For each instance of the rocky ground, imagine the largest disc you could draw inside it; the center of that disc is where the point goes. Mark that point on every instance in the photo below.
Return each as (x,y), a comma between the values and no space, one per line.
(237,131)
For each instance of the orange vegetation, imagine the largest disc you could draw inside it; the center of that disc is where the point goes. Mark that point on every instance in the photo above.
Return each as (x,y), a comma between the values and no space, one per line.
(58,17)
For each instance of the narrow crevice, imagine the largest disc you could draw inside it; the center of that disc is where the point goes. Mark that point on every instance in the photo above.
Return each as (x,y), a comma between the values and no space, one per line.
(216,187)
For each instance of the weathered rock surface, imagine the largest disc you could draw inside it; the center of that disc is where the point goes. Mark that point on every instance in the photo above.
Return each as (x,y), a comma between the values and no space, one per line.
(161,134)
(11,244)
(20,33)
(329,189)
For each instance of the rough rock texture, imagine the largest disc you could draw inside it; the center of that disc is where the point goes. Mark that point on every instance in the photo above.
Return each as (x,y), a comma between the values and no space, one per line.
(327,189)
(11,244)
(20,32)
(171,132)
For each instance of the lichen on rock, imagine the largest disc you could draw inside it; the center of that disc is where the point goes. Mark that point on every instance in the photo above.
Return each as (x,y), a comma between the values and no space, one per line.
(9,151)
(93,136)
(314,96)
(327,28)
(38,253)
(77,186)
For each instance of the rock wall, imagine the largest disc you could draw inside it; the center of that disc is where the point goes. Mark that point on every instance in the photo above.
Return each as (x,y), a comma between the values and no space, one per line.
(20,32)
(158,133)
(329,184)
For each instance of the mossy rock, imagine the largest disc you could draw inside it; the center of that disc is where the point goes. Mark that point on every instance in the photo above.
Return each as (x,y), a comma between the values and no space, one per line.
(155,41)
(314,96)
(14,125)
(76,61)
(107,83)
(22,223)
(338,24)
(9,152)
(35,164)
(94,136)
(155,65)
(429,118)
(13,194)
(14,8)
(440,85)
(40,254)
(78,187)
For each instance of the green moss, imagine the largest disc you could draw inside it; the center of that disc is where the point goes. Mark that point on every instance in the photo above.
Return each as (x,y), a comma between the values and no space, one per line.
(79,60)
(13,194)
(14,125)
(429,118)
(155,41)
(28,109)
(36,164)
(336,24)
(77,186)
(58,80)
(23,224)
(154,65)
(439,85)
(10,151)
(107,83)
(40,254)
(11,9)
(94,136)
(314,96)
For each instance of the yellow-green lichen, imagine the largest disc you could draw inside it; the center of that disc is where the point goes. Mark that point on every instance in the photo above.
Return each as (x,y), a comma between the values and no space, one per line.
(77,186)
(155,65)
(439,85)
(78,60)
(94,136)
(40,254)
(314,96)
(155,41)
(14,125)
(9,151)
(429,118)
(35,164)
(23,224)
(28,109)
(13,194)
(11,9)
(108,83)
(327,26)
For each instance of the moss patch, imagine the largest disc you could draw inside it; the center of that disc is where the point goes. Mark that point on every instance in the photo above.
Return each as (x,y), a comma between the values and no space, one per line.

*AIM OF THE EXERCISE:*
All that belongs in the answer is an exact copy of the lines from the start of the records above through the line with "For each instance of the rock wall, imagine".

*OUTPUT OF THE EXERCISE:*
For each instance of the rocky ground, imagine the largest disc you could draw inside it; the center of that disc is where the point goes. Mark that point on every instance in the photo below.
Return each as (x,y), a comma between the values and no space, one per line.
(237,131)
For each instance of the orange vegetation, imagine the largest disc you could draw inside it; the center of that disc is where the point goes. Mark that point on every instance in the photo above.
Return each as (x,y), a comma between the values and no space, one per line.
(58,17)
For each instance of the narrow crevice, imagine the largest disc you could draw inside it; the center of that disc is where the point goes. Mark that point on every instance in the photo above.
Return each as (x,y), a comma between the values and no space, one per line.
(216,187)
For each instance of the weathered rock surface, imagine the largest disc you could draw inside it; the center of that disc is where the point goes. Mark that point on every instance in the photo above.
Return each as (x,y), a comma between the values and no space, one per line.
(161,134)
(11,244)
(20,33)
(329,189)
For each instance of the rough rock texture, imagine the largest disc you could draw inside it; the center of that disc is where the point goes. Mark that point on every instance in the photo above.
Return each as (x,y), a comma between the values and no space, one per line.
(327,189)
(11,244)
(20,32)
(171,132)
For each instance of the lichen on rock, imagine the largest disc you could draw inside it; the center of that disc is where the point goes. Mark that point on every instance in the photo above.
Return each as (x,y), a comma between the values and no space, one per line.
(9,151)
(93,136)
(314,96)
(327,28)
(38,253)
(77,186)
For each instance of the rock wall, imagine the largest disc you could draw inside it; the center of that disc is where the point goes. Mark that point on every instance in the photo above.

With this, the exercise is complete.